* Aim
Pick out every line of the data below that contains the string "window" and copy each one in full. Matching is case-sensitive.

* Raw data
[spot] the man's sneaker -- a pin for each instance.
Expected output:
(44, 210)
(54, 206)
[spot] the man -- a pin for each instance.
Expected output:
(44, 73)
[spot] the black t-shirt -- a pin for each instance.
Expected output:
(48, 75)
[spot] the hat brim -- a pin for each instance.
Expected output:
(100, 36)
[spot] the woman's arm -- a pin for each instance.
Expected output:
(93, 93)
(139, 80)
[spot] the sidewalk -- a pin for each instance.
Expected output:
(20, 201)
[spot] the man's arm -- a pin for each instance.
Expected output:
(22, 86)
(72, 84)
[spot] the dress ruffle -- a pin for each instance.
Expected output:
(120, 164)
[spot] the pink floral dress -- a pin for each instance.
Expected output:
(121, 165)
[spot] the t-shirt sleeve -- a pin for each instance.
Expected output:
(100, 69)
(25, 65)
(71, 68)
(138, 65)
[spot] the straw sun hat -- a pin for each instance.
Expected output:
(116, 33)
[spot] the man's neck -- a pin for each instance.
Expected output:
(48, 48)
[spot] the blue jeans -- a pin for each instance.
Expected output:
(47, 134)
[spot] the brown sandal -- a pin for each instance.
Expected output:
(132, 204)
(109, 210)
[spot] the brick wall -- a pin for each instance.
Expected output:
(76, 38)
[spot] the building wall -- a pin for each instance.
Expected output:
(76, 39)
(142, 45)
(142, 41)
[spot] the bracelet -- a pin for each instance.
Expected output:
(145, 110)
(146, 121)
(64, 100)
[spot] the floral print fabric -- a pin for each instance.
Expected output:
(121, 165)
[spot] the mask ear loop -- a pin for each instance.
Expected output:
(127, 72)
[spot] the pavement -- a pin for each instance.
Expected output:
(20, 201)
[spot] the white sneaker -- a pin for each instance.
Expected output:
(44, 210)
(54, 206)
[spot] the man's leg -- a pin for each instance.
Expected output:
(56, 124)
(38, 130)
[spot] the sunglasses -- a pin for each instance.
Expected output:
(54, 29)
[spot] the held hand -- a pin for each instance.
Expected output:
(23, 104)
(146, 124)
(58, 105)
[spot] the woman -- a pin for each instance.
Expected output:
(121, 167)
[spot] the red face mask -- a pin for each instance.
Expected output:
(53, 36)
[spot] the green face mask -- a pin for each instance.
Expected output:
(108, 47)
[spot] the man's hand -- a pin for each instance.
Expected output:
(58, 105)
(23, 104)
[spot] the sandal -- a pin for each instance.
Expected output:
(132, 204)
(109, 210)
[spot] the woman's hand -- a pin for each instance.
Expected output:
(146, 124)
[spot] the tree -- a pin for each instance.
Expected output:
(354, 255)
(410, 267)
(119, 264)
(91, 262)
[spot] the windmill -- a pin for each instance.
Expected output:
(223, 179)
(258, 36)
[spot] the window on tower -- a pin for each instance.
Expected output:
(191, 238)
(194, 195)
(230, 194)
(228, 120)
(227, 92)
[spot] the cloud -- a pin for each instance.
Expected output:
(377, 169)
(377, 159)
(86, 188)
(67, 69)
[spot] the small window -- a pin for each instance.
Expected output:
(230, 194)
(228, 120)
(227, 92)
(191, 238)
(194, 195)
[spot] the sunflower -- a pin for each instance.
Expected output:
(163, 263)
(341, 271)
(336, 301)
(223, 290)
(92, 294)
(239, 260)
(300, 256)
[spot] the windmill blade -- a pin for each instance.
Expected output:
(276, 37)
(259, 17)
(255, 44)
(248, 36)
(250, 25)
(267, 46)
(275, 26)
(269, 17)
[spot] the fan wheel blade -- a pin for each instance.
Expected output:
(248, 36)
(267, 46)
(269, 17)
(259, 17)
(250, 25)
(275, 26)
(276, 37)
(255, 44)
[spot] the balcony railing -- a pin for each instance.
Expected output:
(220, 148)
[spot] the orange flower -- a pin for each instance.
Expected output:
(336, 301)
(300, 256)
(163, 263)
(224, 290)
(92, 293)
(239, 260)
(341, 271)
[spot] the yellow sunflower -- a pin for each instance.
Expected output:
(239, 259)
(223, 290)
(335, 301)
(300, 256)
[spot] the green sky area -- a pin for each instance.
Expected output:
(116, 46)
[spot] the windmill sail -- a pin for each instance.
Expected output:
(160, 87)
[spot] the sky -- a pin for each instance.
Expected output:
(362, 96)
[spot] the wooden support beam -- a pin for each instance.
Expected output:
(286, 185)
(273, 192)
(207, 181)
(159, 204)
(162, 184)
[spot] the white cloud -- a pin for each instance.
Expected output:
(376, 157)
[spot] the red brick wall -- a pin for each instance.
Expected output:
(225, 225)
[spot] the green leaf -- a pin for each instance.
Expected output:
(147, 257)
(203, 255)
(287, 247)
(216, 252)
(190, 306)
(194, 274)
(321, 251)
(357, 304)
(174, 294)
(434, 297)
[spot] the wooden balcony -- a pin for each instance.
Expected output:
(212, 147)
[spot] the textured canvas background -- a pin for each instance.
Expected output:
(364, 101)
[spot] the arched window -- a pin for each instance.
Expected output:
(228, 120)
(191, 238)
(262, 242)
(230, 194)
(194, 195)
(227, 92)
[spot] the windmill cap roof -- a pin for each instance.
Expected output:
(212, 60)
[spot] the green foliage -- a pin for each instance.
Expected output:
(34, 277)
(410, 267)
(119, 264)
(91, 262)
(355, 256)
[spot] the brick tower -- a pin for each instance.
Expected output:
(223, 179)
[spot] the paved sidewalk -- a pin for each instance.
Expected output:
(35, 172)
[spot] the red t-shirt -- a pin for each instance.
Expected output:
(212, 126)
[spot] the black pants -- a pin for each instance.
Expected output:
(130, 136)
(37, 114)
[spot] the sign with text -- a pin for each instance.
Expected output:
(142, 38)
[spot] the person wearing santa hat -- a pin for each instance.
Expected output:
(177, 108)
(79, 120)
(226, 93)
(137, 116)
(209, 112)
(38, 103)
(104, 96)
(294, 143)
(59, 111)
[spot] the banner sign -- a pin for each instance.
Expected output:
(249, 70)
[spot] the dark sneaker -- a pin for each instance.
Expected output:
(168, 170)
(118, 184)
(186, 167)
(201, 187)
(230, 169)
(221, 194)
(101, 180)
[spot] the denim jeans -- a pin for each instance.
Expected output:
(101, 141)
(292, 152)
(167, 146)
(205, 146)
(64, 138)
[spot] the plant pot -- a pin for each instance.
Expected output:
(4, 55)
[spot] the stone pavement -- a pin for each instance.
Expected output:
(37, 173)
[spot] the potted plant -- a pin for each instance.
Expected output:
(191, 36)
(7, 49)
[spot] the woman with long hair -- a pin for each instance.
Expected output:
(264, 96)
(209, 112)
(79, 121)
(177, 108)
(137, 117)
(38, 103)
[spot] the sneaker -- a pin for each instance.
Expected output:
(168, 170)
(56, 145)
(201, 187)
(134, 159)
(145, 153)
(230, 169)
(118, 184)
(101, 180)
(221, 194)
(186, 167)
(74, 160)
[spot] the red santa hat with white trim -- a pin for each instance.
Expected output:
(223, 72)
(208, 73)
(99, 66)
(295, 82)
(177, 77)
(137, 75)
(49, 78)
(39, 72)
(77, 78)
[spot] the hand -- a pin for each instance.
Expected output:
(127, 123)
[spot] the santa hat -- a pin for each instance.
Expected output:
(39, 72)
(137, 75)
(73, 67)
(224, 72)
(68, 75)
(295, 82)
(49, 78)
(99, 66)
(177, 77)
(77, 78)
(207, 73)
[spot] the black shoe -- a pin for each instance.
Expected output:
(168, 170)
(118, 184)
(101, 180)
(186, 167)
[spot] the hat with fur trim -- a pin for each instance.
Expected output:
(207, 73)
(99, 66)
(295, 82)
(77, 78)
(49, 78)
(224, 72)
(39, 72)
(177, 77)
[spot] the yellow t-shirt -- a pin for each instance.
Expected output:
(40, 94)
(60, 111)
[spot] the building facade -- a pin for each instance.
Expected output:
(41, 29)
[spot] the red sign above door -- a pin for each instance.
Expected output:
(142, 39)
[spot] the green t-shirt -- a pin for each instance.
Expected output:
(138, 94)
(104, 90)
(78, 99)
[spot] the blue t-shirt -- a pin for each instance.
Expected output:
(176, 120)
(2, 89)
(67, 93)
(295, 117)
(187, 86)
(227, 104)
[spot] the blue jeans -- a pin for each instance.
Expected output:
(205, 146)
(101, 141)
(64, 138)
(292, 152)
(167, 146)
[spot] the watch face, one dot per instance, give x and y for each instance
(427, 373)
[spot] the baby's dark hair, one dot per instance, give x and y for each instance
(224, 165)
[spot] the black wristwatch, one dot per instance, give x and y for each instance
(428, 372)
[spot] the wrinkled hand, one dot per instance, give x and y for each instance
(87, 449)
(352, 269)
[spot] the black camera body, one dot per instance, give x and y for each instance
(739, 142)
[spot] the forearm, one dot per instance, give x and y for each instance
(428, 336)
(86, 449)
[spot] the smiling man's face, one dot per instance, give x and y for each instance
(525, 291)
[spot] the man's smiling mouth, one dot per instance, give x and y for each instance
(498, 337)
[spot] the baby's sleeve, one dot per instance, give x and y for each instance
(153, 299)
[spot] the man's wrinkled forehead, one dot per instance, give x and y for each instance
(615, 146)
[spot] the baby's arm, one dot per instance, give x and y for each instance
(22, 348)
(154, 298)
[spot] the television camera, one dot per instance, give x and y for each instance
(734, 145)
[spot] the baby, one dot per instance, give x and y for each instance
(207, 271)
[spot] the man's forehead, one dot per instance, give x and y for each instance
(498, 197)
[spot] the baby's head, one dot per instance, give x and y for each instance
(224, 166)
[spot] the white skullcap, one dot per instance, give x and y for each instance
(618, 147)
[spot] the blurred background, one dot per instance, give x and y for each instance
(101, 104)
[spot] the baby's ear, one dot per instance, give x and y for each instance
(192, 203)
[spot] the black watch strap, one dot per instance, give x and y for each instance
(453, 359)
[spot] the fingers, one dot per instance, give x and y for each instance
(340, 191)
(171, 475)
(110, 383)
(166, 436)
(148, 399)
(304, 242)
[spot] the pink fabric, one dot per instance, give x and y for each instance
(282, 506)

...

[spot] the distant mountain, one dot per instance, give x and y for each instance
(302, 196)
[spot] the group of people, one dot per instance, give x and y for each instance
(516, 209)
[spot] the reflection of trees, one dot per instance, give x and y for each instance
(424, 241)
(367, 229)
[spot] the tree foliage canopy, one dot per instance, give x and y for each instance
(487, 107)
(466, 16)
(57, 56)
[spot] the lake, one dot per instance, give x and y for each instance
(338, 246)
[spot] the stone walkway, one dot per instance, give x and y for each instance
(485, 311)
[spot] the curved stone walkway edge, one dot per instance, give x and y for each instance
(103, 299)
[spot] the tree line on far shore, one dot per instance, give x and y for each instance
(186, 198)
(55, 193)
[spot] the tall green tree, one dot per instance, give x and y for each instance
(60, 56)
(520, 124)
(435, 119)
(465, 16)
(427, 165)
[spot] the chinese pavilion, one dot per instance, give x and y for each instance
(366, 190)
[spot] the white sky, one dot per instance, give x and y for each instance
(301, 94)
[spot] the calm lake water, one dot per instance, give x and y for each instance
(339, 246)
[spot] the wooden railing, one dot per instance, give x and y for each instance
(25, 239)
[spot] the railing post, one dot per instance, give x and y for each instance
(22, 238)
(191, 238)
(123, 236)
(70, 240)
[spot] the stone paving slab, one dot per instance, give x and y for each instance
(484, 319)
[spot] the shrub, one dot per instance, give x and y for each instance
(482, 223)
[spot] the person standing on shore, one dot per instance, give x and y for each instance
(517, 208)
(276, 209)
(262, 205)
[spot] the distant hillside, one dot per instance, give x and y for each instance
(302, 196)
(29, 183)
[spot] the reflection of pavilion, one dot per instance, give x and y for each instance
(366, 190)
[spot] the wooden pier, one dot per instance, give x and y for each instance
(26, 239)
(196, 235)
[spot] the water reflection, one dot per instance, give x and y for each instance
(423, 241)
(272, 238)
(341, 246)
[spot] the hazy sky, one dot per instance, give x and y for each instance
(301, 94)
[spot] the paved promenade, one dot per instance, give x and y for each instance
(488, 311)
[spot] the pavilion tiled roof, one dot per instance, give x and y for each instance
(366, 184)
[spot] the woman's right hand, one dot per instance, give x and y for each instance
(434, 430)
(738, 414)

* Answer below
[spot] the window on tower -- a pin for each instance.
[spot] the small window -- a pin for each instance.
[spot] the arched window -- a pin for each instance.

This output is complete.